Problem requirements: Below are records to be reproduced exactly and in full.

** The input follows **

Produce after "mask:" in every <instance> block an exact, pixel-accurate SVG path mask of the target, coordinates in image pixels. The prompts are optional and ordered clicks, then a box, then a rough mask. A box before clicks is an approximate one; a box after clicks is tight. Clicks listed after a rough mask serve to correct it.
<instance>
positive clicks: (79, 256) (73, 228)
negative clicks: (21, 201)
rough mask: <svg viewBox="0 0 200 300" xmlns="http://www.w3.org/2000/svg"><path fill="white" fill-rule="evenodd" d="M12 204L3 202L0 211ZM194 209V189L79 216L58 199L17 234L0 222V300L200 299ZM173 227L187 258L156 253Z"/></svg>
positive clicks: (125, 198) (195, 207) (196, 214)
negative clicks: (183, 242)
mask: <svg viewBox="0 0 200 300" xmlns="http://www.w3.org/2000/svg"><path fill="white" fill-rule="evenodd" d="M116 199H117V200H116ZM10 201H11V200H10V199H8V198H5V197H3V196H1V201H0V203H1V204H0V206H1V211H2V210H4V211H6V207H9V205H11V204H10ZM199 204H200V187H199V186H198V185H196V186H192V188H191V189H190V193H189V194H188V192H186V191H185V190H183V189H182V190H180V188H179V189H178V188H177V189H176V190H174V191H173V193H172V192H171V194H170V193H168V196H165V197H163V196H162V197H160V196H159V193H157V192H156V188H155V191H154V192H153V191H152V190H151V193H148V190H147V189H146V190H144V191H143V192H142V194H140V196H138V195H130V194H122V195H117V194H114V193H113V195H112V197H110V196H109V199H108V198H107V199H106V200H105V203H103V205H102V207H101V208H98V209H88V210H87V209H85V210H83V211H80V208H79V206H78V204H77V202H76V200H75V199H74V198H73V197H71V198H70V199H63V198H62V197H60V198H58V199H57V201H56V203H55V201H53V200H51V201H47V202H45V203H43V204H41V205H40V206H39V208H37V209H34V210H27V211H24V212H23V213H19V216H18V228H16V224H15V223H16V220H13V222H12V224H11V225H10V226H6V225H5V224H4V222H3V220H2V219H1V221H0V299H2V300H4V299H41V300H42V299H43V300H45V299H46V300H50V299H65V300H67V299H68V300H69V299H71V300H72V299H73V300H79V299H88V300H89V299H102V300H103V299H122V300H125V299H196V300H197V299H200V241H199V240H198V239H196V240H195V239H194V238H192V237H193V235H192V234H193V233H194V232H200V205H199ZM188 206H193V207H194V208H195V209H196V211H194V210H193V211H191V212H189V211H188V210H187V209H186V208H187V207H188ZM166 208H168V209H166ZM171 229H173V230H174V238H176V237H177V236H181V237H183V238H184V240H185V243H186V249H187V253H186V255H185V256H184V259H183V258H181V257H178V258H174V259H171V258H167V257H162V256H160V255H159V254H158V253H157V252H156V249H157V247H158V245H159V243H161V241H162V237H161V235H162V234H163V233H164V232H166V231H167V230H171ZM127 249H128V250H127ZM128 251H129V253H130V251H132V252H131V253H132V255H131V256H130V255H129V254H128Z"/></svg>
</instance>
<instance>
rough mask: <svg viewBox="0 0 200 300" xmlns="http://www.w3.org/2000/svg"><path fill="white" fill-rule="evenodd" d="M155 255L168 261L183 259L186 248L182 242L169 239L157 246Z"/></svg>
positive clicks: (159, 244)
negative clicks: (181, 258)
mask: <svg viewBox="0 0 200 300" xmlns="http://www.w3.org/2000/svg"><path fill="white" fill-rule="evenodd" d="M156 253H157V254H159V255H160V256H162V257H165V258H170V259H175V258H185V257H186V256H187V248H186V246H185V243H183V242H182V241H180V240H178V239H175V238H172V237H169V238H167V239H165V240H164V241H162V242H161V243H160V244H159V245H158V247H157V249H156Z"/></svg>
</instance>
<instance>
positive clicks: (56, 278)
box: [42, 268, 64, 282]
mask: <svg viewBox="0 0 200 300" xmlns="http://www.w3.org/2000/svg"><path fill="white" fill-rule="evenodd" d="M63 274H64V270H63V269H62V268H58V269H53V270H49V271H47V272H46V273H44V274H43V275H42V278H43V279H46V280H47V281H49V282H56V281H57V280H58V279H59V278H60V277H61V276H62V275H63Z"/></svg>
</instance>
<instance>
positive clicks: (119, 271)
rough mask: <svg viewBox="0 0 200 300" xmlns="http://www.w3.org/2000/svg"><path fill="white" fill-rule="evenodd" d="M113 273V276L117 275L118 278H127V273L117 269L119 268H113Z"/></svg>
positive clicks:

** End of The input **

Expected answer:
Produce after "mask:" in every <instance> block an exact, pixel-accurate SVG path mask of the target, coordinates in image pixels. The prompts are optional and ordered clicks, then a box, then a rough mask. A box before clicks is an approximate one; a box after clicks is tight. Clicks listed after a rough mask serve to correct it.
<instance>
positive clicks: (79, 256) (73, 228)
negative clicks: (21, 201)
rough mask: <svg viewBox="0 0 200 300" xmlns="http://www.w3.org/2000/svg"><path fill="white" fill-rule="evenodd" d="M12 204L3 202L0 211ZM194 209V189L79 216L58 199L17 234L0 222V300L200 299ZM173 227L187 258L156 253Z"/></svg>
positive clicks: (125, 198) (195, 207) (196, 214)
negative clicks: (183, 242)
mask: <svg viewBox="0 0 200 300" xmlns="http://www.w3.org/2000/svg"><path fill="white" fill-rule="evenodd" d="M116 199H117V200H116ZM10 201H11V200H10V199H8V198H5V197H3V196H1V201H0V203H1V204H0V206H1V211H2V210H4V211H6V207H9V205H11V204H10ZM199 204H200V187H199V186H198V185H196V186H192V188H191V189H190V193H189V194H188V192H186V191H185V190H183V189H182V190H180V188H179V189H178V188H177V189H176V190H174V191H173V193H172V192H171V194H170V193H168V196H165V197H163V196H162V197H160V196H159V193H157V192H156V188H155V191H154V192H153V191H152V190H151V193H148V190H147V189H146V190H144V191H143V192H142V194H140V196H138V195H130V194H122V195H117V194H114V193H113V195H112V197H110V196H109V199H108V198H107V199H106V200H105V203H103V205H102V207H101V208H98V209H88V210H87V209H85V210H83V211H80V208H79V206H78V204H77V202H76V200H75V199H74V198H73V197H71V198H70V199H63V198H62V197H60V198H58V199H57V201H56V203H55V201H53V200H51V201H47V202H45V203H43V204H41V205H40V206H39V208H37V209H34V210H27V211H24V212H23V213H19V216H18V228H16V224H15V223H16V220H13V222H12V224H11V225H10V226H6V225H5V224H4V222H3V220H2V219H1V221H0V299H2V300H4V299H41V300H42V299H43V300H45V299H46V300H50V299H65V300H67V299H68V300H69V299H71V300H72V299H73V300H79V299H88V300H89V299H102V300H103V299H122V300H125V299H196V300H197V299H200V241H199V240H198V239H196V240H195V239H194V238H192V237H193V235H192V234H193V233H194V232H200V205H199ZM188 206H193V207H194V208H195V209H196V211H194V210H193V211H191V212H189V211H188V210H187V209H186V208H187V207H188ZM166 208H168V209H166ZM171 229H173V230H174V238H176V237H177V236H181V237H183V238H184V240H185V243H186V249H187V253H186V255H185V256H184V259H183V258H181V257H178V258H174V259H171V258H167V257H162V256H160V255H159V254H158V253H157V252H156V249H157V247H158V245H159V243H161V241H162V237H161V235H162V234H163V233H164V232H166V231H167V230H171ZM127 249H128V250H127ZM128 251H129V253H130V251H132V252H131V253H132V255H131V256H130V255H129V254H128Z"/></svg>
</instance>
<instance>
rough mask: <svg viewBox="0 0 200 300" xmlns="http://www.w3.org/2000/svg"><path fill="white" fill-rule="evenodd" d="M155 255L168 261L183 259L186 248L182 242L169 239L157 246Z"/></svg>
positive clicks: (159, 244)
negative clicks: (181, 258)
mask: <svg viewBox="0 0 200 300" xmlns="http://www.w3.org/2000/svg"><path fill="white" fill-rule="evenodd" d="M156 253H157V254H159V255H160V256H162V257H165V258H170V259H175V258H185V257H186V256H187V248H186V246H185V243H183V242H182V241H180V240H178V239H175V238H172V237H169V238H167V239H165V240H164V241H162V242H161V243H160V244H159V245H158V247H157V249H156Z"/></svg>
</instance>
<instance>
positive clicks: (56, 278)
box: [42, 268, 64, 282]
mask: <svg viewBox="0 0 200 300" xmlns="http://www.w3.org/2000/svg"><path fill="white" fill-rule="evenodd" d="M63 274H64V270H63V269H62V268H58V269H53V270H49V271H47V272H46V273H44V274H43V275H42V278H43V279H46V280H47V281H49V282H56V281H57V280H58V279H59V278H60V277H61V276H62V275H63Z"/></svg>
</instance>
<instance>
positive clicks: (119, 271)
rough mask: <svg viewBox="0 0 200 300" xmlns="http://www.w3.org/2000/svg"><path fill="white" fill-rule="evenodd" d="M113 273V276L117 275L118 278H127V273L117 269L119 268H113Z"/></svg>
positive clicks:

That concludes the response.